**RECORDED DATA:**
—————
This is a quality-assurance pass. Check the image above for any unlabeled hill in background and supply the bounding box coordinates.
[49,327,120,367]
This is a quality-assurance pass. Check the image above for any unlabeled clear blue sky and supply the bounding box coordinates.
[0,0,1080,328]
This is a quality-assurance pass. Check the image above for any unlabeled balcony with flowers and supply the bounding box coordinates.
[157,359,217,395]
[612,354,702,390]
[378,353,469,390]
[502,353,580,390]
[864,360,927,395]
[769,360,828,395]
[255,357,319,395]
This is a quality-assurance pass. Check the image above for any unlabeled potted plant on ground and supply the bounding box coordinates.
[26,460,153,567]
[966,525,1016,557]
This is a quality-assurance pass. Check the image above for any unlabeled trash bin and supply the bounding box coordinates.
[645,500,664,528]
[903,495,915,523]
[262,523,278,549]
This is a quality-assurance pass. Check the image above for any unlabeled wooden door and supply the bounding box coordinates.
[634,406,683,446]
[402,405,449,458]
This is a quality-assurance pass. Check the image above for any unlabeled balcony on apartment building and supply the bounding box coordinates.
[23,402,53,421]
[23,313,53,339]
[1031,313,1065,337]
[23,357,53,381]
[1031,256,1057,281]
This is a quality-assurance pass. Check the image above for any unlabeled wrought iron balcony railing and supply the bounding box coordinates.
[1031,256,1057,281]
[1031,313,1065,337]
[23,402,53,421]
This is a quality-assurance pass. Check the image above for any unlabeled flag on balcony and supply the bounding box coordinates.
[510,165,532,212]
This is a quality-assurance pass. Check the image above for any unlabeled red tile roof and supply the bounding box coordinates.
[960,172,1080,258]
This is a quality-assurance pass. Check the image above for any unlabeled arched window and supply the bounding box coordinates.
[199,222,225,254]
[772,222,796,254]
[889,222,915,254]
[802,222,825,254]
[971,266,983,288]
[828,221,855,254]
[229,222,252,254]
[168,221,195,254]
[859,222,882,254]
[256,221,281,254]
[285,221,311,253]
—————
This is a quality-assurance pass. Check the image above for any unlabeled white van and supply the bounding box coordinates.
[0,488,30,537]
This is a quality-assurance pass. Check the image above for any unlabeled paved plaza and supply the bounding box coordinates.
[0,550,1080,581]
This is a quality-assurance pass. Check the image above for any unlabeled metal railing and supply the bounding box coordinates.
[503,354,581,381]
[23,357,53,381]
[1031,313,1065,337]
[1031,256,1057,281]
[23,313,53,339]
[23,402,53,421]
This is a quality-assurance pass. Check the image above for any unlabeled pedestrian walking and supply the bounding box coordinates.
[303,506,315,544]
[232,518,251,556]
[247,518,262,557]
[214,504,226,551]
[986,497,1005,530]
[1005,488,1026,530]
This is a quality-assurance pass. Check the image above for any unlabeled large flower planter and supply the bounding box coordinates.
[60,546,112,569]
—————
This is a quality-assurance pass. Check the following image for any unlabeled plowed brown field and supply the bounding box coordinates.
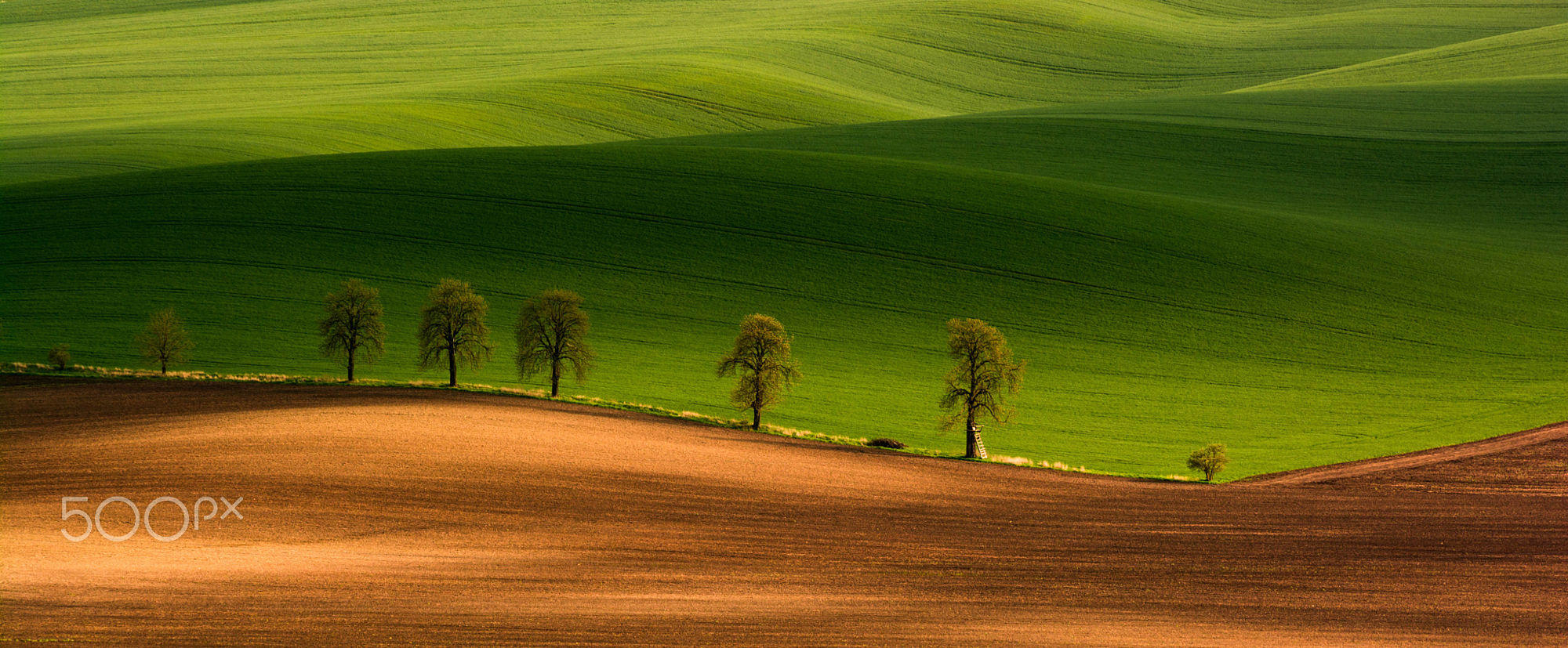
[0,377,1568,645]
—————
**STATED EXERCISE:**
Update everything from the line containing "on ground and supply the bounding box coordinates." down to the line containing "[262,523,278,549]", putting "garbage can" in place of "trash bin" and changing nothing else. Return only those lines.

**RESPONSE BELOW:**
This is a quality-assurance pass. Check the image above for any unlabeled potted plant on ground and supply the bounding box coordinates.
[26,460,153,567]
[966,525,1016,557]
This is a quality-assurance pass. Check the image above for any unlabeled garbage can and supply the bounding box coordinates.
[645,500,664,528]
[903,495,915,523]
[262,523,278,549]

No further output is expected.